▶ [COMPLETE THE FOLLOWING]
- A) Write out the stretch of the statues passage from "Location: Newdegate Square, Nuneaton, Warwickshire." through "Location: George Eliot Hospital, Nuneaton, Warwickshire.", changing "pseudonym" to "pen name".
- B) According to the statues passage, why did Mary Ann Evans write under the name George Eliot?

▶ [SELECTED TEXT]

This statue was commissioned by the George Eliot Fellowship. There is a second later cast of 1996 outside the George Eliot Hospital, Nuneaton, Warwickshire.
Location: Newdegate Square, Nuneaton, Warwickshire.
George Eliot (1819-1880) was the pseudonym adopted by Mary Ann Evans in order for her writing to be taken seriously and published at a time when the idea of a female author would have met with disapproval. For more detail of her life see previous entry. This is a second bronze cast of the statue in Newdegate Square, Nuneaton, Warwickshire.
Location: George Eliot Hospital, Nuneaton, Warwickshire.
Dame Millicent Fawcett
Dame Millicent Garrett Fawcett, GBE (1847–1929) was a politician, writer and feminist, who campaigned for women’s suffrage through legal change and was not a militant. From 1897 to 1919, she led the National Union of Women’s Suffrage Societies (NUWSS), which was Britain’s largest women’s rights association. The statue portrays Fawcett holding a banner reading ‘COURAGE/CALLS TO/ COURAGE/EVERYWHERE’. It was commissioned as part of the year centenary celebrations of the 1918 Representation of the People Act, which gave some women over the age of thirty, who met certain property requirements, the right to vote.
This is the first statue of a woman to be erected in Parliament Square.
Location: Parliament Square, London SW1.

▶ [Image point grounding data]
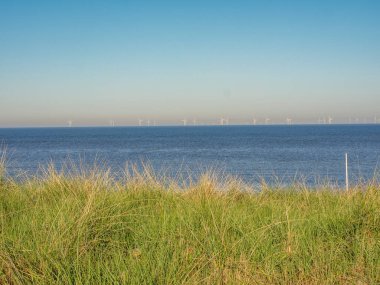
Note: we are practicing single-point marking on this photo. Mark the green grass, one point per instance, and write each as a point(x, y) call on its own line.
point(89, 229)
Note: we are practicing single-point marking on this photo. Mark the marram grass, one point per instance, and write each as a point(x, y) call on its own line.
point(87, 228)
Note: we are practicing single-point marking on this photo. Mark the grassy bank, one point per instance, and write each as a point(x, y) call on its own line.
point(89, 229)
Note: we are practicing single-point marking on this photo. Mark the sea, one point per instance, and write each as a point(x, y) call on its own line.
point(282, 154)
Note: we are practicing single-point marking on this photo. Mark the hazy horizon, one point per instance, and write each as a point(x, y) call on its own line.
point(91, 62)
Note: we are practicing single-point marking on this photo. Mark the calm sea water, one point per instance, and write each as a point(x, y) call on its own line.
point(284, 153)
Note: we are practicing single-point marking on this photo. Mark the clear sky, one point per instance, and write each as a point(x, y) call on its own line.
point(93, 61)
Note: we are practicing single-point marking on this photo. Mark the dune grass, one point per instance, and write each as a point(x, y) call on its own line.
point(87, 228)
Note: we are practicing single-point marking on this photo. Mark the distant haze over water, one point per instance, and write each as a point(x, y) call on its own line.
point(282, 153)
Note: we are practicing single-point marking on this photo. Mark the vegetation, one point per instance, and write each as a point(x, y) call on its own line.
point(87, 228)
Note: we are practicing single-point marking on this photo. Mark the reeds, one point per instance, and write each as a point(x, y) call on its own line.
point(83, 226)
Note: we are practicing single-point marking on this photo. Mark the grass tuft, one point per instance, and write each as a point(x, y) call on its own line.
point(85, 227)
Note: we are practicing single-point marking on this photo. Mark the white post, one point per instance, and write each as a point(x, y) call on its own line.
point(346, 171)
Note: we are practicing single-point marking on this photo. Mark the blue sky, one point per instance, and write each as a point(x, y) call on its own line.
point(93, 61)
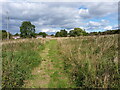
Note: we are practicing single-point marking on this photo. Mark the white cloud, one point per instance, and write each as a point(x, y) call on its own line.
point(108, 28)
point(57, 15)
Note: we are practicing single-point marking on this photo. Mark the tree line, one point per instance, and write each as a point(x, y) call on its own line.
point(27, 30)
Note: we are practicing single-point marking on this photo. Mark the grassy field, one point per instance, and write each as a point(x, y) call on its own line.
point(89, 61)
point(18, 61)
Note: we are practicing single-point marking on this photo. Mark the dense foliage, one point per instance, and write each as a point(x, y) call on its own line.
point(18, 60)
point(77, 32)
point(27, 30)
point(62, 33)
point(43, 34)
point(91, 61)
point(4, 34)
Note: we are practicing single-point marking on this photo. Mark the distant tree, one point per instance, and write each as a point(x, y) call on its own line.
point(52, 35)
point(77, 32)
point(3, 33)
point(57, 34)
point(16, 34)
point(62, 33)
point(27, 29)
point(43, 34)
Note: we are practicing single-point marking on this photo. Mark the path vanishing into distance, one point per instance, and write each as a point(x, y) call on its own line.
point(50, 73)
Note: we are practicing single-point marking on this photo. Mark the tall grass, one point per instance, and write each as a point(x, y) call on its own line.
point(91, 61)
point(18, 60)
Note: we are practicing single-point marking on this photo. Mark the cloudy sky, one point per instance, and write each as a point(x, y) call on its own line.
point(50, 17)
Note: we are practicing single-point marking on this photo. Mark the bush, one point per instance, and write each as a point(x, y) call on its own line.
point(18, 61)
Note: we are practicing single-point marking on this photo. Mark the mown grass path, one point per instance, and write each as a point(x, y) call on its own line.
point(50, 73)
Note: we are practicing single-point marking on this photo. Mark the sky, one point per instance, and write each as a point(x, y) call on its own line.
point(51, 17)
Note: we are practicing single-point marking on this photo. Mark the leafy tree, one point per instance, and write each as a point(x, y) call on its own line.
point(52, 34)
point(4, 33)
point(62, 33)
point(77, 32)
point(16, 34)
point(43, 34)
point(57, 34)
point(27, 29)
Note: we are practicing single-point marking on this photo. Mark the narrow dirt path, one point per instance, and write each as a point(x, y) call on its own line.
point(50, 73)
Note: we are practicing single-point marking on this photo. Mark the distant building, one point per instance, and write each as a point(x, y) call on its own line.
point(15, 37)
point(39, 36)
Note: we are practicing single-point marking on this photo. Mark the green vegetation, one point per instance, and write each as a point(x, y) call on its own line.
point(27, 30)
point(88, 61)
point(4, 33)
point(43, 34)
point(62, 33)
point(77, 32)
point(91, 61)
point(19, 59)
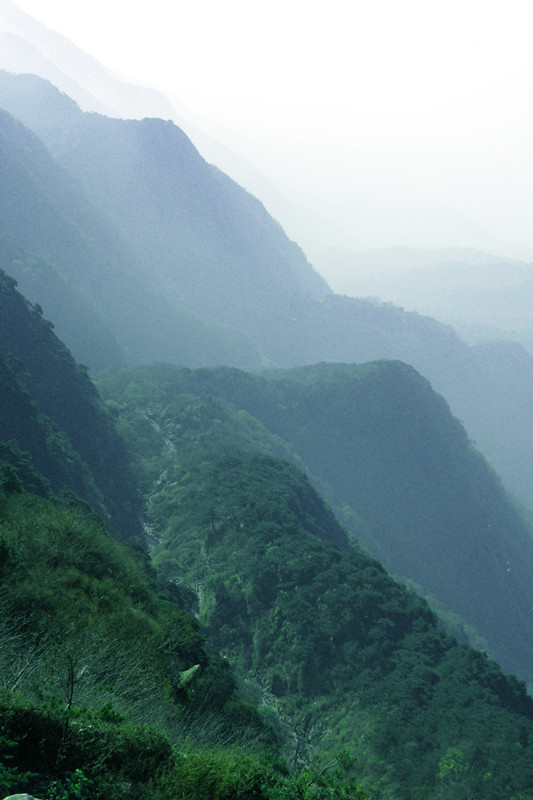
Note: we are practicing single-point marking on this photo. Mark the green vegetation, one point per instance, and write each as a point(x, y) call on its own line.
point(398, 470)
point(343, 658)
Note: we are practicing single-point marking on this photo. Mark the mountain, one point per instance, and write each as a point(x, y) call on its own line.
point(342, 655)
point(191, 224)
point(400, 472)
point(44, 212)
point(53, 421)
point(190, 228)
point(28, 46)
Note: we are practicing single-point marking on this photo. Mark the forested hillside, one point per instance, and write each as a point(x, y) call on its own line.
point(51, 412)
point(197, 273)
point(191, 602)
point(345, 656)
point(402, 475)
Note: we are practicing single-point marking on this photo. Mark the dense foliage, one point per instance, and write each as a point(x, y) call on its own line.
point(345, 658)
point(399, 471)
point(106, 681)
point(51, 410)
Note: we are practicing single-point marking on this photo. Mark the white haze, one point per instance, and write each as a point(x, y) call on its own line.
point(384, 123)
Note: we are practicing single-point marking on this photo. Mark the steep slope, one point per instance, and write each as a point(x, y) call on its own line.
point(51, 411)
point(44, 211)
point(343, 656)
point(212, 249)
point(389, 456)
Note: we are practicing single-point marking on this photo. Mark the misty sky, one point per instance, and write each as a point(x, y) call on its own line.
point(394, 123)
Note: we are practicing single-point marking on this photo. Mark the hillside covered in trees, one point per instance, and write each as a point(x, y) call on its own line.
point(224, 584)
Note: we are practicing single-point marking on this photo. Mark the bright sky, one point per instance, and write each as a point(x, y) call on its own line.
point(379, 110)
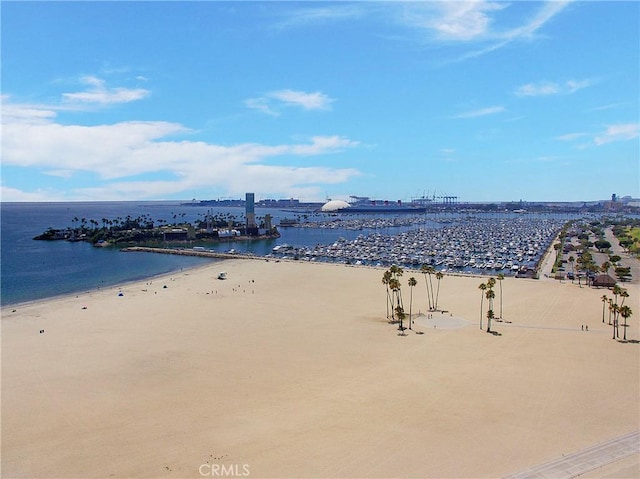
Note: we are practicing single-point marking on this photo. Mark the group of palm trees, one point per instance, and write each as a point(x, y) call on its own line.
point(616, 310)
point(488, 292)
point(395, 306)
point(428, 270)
---
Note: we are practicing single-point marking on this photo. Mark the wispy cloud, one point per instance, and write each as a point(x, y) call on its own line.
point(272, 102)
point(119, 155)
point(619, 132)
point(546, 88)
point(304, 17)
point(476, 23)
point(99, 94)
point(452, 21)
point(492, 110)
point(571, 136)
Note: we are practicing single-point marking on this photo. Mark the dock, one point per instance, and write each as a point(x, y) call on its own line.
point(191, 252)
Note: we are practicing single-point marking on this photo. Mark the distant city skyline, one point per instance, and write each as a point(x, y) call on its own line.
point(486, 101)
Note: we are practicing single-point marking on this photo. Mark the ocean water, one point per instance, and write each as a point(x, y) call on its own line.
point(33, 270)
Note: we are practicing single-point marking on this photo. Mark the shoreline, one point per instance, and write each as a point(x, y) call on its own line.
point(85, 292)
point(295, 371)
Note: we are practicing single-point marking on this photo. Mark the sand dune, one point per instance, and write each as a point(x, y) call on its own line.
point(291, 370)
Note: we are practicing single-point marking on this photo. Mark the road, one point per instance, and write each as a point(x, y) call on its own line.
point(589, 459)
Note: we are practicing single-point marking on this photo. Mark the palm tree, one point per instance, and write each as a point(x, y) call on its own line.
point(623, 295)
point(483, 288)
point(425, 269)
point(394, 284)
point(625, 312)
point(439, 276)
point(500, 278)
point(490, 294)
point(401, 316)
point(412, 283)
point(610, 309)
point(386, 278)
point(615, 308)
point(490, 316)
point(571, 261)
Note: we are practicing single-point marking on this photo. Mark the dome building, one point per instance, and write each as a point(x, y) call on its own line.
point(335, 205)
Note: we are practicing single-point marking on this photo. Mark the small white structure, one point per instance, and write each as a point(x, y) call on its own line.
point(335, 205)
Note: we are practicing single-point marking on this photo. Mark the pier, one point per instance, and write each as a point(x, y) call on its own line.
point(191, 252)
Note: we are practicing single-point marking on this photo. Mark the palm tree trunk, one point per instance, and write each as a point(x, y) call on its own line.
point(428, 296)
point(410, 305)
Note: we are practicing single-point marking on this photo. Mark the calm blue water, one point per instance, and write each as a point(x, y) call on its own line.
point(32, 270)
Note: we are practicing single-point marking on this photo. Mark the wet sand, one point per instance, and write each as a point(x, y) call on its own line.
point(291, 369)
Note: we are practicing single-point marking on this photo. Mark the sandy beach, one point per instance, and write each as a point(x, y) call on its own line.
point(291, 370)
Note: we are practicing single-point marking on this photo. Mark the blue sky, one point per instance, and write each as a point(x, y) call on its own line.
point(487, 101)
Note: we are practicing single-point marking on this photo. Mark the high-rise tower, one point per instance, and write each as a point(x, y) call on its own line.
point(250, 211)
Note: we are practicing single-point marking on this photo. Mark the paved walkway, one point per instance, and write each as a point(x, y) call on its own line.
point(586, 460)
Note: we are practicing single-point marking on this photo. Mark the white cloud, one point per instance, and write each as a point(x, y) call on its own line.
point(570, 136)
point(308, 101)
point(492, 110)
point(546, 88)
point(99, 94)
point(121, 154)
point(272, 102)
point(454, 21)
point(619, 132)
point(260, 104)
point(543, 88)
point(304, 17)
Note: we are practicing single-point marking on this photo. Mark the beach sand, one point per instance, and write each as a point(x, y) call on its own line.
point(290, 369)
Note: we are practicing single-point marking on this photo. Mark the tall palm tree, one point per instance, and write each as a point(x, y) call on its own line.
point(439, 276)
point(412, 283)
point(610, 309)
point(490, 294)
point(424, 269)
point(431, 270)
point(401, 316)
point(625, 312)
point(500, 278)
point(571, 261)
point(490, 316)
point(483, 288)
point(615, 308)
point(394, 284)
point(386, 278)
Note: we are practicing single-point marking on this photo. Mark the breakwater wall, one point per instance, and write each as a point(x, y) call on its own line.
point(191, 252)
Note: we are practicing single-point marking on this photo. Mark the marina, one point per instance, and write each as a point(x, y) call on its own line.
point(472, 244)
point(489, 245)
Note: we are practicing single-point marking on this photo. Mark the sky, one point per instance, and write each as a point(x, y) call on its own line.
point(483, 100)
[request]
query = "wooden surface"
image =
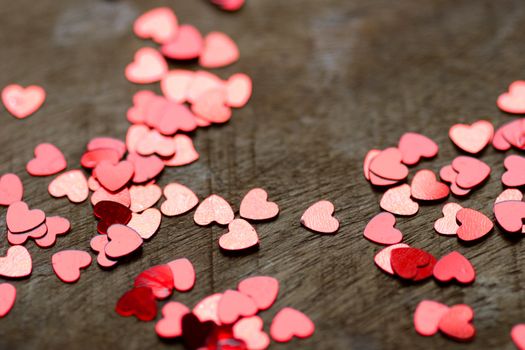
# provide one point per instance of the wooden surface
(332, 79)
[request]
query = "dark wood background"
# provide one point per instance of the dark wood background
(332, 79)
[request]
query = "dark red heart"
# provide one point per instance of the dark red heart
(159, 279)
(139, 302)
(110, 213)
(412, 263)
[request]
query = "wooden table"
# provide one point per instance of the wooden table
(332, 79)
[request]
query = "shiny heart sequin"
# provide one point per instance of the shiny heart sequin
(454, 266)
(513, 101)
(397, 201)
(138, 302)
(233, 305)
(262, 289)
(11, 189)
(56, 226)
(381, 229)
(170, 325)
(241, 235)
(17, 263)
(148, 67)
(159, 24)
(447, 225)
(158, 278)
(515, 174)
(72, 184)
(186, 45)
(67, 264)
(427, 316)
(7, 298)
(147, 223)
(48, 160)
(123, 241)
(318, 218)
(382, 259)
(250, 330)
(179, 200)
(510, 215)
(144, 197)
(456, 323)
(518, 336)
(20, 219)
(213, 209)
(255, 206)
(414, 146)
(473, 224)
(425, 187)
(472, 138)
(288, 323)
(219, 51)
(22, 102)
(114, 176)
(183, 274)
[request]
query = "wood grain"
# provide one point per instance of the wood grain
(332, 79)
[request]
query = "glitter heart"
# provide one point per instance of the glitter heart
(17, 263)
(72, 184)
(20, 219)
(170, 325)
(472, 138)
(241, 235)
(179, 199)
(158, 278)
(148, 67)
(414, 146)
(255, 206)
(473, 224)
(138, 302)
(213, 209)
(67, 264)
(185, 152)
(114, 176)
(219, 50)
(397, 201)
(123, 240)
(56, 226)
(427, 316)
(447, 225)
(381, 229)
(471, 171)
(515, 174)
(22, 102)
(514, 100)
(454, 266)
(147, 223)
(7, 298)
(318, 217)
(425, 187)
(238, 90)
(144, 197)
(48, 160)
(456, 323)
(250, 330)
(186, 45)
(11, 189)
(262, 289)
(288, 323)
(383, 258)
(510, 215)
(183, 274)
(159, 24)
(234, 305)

▶ [TASK RESULTS]
- A)
Location: Newdegate Square, Nuneaton, Warwickshire.
George Eliot (1819-1880) was the pen name adopted by Mary Ann Evans in order for her writing to be taken seriously and published at a time when the idea of a female author would have met with disapproval. For more detail of her life see previous entry. This is a second bronze cast of the statue in Newdegate Square, Nuneaton, Warwickshire.
Location: George Eliot Hospital, Nuneaton, Warwickshire.

- B) She adopted the pseudonym so that her writing would be taken seriously and published. At the time, the idea of a female author would have met with disapproval.